(Recorded data)
────────

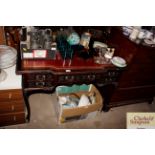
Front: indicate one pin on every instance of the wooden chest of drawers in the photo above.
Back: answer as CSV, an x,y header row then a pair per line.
x,y
12,109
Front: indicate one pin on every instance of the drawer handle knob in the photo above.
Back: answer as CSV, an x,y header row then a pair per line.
x,y
12,108
14,118
10,95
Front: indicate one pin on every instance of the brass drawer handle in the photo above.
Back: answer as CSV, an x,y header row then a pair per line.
x,y
10,95
12,108
14,118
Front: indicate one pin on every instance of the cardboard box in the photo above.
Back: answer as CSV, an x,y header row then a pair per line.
x,y
82,111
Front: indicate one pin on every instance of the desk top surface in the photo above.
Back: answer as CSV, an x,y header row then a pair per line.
x,y
76,63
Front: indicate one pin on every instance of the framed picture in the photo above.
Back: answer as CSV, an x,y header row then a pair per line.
x,y
39,53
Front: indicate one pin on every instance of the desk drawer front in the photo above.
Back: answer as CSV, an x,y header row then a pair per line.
x,y
48,80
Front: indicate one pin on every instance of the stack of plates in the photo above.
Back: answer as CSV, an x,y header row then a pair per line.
x,y
118,61
8,56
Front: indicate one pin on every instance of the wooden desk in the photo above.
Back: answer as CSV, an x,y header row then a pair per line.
x,y
12,109
46,75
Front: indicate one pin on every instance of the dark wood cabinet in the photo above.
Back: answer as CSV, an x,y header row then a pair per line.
x,y
137,82
11,107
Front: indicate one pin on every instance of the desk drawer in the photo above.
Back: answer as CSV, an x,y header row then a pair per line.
x,y
9,95
12,118
14,106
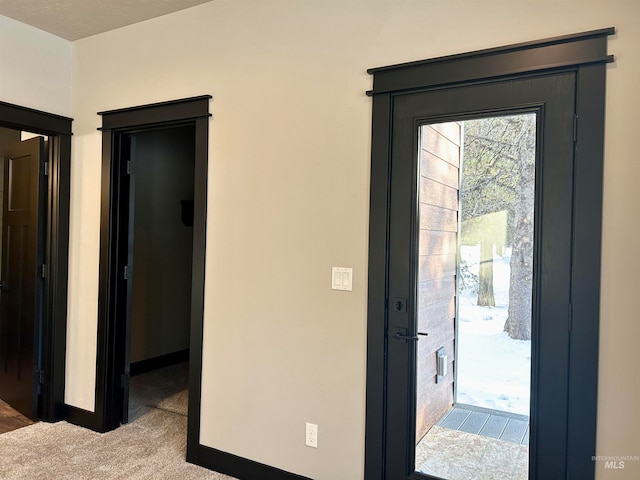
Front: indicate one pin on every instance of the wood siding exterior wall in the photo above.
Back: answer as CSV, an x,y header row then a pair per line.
x,y
440,152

────────

- [Problem statement] Render each line of the listing above as a numbered list, omitting blank lines and the pictures.

- [Finished exercise]
1. Front: indicate one pin on every instance of the wooden chest of drawers in the photo above.
2. Back: answer as CSV, an x,y header row then a pair per line.
3. x,y
4. 12,109
5. Front: indicate one pin on every instance of the drawer handle knob in the photo above.
6. Back: answer as CSV, an x,y header row then a pair per line.
7. x,y
8. 12,108
9. 14,118
10. 10,95
11. Front: indicate one pin on every instance of the brass drawer handle in the photo above.
12. Back: answer as CSV, an x,y header row then a pair per line.
13. x,y
14. 10,95
15. 12,108
16. 14,118
17. Front: indicate one pin on every instance of the cardboard box in the photo above.
18. Back: answer as CSV, an x,y header row then a pair per line.
19. x,y
20. 82,111
21. Front: indicate one pin on every instance of the desk top surface in the photo above.
22. Back: answer as CSV, an x,y header row then a pair per line.
23. x,y
24. 76,63
25. Front: indicate one pin on every instance of the framed picture in the photo above.
26. Back: answer as CSV, an x,y header row then a pair per line.
27. x,y
28. 39,53
29. Front: indicate one pin on every instance of the desk drawer front in the photo above.
30. Back: answer as CSV, an x,y header row then a pair per line.
31. x,y
32. 48,80
33. Front: indicate one pin on every instance of the stack of plates in the photo above.
34. Back: answer as CSV, an x,y header row then a pair per line.
35. x,y
36. 118,61
37. 8,56
38. Front: indicate one pin on every instance of the wooden desk in the photo above.
39. Back: answer as CSV, an x,y header row then a pair per line.
40. x,y
41. 12,109
42. 46,75
43. Front: indicate one pin on every instance of the dark wood cabinet in the photo above.
44. Back: answer as CSV, an x,y header row then a pair per line.
45. x,y
46. 137,82
47. 11,107
48. Front: indicate one pin on every instance of the desk drawer in the photo above.
49. Back: answer as CSV, an x,y header row then a pair per line.
50. x,y
51. 9,95
52. 12,118
53. 14,106
54. Front: indicate one pin on every instance of the wood siding exterior wall in the photo above.
55. Back: answer as CSV, an x,y header row then a pair per line.
56. x,y
57. 440,152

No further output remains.